## BEGIN
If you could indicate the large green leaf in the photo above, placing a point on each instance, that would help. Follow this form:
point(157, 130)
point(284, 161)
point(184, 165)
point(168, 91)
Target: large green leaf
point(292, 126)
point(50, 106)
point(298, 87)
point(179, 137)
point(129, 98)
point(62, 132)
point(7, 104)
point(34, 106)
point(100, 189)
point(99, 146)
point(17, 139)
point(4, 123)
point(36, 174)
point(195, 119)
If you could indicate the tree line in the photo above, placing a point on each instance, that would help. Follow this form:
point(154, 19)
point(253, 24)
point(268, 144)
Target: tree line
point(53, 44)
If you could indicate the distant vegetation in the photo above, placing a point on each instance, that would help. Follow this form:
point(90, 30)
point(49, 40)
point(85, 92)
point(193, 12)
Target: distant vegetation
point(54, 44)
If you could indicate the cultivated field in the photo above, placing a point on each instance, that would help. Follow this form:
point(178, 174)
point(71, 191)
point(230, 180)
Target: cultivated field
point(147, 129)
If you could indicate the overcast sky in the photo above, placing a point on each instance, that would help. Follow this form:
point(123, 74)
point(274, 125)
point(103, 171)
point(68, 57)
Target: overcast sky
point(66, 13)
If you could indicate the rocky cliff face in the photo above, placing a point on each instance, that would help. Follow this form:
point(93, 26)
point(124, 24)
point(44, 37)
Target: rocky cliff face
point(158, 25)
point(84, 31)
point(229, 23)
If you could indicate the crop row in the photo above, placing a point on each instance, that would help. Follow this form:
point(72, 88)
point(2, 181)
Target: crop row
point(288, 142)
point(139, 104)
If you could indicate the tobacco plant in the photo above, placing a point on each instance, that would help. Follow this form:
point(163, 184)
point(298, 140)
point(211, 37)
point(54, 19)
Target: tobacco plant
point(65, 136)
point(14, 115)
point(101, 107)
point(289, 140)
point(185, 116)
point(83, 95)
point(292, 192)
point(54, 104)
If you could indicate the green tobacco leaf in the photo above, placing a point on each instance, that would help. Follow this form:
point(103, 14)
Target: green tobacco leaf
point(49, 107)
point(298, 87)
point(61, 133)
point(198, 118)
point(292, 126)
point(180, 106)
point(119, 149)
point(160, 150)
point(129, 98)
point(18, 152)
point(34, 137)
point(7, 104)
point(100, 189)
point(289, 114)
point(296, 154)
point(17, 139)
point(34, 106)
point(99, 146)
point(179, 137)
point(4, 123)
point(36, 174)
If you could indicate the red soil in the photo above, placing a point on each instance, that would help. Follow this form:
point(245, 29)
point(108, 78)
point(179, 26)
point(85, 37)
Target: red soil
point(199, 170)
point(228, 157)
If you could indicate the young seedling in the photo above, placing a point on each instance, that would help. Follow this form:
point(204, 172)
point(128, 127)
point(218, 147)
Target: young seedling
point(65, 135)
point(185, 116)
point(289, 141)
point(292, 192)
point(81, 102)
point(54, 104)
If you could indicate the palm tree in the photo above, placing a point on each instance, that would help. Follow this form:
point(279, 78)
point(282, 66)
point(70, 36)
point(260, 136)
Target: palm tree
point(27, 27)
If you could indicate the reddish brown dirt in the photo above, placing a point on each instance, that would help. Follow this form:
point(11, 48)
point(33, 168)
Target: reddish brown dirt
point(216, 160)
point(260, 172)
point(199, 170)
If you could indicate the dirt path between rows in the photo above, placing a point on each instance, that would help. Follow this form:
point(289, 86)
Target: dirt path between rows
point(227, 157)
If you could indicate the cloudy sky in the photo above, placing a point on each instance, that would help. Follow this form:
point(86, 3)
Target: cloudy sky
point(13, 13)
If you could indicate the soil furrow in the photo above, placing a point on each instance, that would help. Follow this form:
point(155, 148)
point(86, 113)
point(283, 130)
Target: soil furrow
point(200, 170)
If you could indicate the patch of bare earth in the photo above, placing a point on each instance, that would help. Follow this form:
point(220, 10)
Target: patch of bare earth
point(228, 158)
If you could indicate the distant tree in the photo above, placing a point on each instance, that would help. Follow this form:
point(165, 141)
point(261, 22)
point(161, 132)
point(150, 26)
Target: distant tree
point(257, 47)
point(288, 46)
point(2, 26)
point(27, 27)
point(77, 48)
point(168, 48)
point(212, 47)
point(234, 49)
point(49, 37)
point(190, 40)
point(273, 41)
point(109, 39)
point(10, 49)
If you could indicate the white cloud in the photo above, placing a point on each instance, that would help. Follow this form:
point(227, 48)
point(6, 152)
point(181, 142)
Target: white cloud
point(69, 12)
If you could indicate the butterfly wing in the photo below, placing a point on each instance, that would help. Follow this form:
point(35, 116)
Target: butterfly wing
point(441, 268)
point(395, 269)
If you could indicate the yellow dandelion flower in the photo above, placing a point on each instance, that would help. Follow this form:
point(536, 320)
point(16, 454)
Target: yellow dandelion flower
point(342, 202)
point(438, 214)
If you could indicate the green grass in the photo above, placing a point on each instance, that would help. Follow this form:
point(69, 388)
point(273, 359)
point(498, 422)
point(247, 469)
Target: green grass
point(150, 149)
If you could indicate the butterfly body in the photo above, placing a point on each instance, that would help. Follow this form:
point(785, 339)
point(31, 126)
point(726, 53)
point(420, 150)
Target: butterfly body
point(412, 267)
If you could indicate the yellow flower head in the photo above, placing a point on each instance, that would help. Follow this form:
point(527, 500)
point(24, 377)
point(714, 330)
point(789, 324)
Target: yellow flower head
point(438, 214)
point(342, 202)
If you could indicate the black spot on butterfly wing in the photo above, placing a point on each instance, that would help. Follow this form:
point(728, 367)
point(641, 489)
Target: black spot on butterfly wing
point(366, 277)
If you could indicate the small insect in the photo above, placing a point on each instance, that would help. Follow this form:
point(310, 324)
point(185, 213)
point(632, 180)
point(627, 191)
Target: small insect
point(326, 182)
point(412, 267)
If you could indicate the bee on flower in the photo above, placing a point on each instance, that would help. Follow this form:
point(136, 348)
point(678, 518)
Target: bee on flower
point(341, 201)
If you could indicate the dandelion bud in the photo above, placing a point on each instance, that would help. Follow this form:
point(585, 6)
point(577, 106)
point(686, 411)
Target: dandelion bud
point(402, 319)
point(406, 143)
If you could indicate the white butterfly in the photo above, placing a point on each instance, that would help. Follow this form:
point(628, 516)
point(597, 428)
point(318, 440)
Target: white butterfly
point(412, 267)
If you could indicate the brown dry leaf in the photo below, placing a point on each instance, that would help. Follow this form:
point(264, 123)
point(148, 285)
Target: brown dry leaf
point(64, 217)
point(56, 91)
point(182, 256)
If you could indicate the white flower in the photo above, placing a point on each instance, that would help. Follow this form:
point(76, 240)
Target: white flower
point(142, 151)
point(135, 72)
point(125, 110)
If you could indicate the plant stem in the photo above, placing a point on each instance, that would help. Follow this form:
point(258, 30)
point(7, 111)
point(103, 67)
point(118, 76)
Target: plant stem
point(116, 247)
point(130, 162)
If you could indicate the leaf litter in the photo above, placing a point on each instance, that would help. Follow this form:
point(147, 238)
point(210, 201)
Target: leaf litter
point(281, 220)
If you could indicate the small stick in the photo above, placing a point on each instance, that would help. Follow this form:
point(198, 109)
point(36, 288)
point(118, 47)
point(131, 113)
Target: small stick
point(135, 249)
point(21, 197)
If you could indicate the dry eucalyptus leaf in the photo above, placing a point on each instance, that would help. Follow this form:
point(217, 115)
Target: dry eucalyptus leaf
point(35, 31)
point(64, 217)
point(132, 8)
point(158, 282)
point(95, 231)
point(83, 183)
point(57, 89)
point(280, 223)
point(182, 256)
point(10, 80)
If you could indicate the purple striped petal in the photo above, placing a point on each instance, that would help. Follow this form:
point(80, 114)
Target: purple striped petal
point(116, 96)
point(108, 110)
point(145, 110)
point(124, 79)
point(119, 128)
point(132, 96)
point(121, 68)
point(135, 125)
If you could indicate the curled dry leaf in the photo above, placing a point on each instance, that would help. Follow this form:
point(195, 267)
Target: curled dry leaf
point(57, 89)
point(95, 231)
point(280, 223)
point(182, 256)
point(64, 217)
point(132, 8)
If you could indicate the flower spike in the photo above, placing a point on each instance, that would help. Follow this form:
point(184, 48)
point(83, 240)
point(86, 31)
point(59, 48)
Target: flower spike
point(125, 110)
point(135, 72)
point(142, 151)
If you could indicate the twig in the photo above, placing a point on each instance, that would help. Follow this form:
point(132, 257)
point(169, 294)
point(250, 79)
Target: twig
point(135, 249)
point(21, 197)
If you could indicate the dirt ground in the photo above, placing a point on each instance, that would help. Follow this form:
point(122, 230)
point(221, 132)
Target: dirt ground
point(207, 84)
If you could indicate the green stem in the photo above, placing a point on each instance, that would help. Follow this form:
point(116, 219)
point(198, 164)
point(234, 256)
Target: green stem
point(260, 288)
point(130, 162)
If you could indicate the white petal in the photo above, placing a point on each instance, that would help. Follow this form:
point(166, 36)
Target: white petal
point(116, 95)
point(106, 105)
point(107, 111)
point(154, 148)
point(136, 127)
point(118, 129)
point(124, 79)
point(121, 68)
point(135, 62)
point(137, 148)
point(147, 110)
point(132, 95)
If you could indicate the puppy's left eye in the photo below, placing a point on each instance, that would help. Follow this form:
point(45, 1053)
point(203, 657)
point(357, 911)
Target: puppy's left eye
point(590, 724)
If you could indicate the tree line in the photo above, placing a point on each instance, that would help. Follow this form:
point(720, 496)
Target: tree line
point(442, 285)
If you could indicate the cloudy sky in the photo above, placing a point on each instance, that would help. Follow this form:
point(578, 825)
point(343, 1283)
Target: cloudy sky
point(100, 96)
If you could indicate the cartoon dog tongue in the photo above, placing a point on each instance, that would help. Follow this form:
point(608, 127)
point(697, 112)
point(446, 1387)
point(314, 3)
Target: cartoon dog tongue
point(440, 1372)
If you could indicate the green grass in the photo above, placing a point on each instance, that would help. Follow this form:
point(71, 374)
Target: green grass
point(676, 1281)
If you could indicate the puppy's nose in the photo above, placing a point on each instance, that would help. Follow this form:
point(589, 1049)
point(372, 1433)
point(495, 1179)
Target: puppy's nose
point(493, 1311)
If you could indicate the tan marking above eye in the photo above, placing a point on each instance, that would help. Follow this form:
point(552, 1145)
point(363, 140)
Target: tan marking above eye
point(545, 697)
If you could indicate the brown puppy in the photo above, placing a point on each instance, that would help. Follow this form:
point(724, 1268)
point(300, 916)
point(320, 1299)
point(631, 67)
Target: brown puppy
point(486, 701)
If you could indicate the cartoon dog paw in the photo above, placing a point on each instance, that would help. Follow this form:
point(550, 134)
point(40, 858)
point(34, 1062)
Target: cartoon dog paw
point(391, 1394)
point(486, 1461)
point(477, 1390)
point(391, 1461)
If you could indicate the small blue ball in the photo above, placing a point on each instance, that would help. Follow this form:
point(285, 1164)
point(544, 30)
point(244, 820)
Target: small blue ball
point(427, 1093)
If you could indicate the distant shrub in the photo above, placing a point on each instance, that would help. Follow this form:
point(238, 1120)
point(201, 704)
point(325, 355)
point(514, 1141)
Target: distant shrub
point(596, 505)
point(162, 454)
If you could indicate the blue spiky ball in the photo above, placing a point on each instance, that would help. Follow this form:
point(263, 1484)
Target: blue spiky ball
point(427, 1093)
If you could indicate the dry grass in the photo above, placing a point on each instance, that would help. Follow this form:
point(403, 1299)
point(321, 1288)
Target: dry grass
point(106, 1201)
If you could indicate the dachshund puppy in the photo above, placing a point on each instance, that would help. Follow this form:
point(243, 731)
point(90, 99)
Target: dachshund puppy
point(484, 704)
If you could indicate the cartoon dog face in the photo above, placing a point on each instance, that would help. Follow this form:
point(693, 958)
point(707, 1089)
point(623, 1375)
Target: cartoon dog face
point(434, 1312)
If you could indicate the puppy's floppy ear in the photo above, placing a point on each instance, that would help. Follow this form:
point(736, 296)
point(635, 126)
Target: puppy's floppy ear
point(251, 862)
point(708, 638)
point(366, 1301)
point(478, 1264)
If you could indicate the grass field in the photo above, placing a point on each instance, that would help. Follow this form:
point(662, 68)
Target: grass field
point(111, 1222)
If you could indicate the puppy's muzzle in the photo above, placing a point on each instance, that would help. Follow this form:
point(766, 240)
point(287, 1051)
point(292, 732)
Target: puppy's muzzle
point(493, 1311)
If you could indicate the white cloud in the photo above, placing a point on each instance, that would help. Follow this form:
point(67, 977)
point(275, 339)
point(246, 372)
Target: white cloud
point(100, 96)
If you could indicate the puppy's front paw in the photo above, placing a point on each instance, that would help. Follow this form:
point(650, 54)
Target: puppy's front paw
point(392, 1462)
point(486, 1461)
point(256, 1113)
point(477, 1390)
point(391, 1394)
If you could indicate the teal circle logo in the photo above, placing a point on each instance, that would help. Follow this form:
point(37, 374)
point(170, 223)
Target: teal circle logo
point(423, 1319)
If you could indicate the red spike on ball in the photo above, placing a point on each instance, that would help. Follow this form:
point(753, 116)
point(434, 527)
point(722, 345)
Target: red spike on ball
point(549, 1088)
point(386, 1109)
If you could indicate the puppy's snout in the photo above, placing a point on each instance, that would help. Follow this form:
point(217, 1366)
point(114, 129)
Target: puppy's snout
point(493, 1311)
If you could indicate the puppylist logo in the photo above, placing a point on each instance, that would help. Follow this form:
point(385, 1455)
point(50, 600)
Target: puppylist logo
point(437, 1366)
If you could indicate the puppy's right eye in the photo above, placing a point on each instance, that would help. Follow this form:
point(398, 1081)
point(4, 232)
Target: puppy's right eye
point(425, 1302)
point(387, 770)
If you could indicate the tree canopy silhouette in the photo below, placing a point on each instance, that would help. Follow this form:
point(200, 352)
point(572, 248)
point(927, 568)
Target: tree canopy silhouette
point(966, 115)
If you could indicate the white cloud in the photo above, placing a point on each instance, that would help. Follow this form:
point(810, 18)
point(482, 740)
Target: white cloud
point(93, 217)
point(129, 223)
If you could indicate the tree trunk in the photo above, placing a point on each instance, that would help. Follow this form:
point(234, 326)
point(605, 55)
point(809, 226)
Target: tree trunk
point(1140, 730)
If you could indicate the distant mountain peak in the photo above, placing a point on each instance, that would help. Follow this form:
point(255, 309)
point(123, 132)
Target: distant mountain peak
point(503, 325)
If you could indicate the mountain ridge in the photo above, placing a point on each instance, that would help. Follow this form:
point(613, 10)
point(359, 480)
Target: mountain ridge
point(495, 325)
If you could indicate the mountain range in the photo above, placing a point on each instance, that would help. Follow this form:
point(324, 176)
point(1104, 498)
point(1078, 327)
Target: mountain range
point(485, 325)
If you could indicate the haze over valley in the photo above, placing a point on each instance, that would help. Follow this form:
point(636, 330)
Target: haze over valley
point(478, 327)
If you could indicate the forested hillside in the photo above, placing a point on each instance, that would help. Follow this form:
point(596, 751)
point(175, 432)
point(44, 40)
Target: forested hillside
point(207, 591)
## END
WHAT IS BEING ASKED: Return exactly the lines from the one containing "If you could indicate the distant mountain" through the last line of the records above, both included, and nothing else.

WRITTEN ANSWER:
If you could indicate the distant mountain peak in the photo above, placing a point on each instance, that would help. Follow this form:
point(255, 309)
point(123, 132)
Target: distant mountain peak
point(503, 325)
If you could indicate the mountain ridge in the photo above, placing a point on each instance, that would help. Follow this form:
point(613, 10)
point(359, 480)
Target: mountain ridge
point(495, 325)
If you could indicate the mountain range in the photo above, placing a point on each instance, that would help. Follow this form:
point(324, 176)
point(1104, 498)
point(1078, 327)
Target: mountain range
point(485, 325)
If you could indicate the haze over valley in the photo above, placing a point on each instance, that would help. Follow this form:
point(636, 330)
Target: haze over valley
point(478, 327)
If you could indicate the forested hillside in the photo above, placing a point on each instance, that would help. Follow this form:
point(596, 751)
point(175, 432)
point(44, 40)
Target: forested hillside
point(207, 591)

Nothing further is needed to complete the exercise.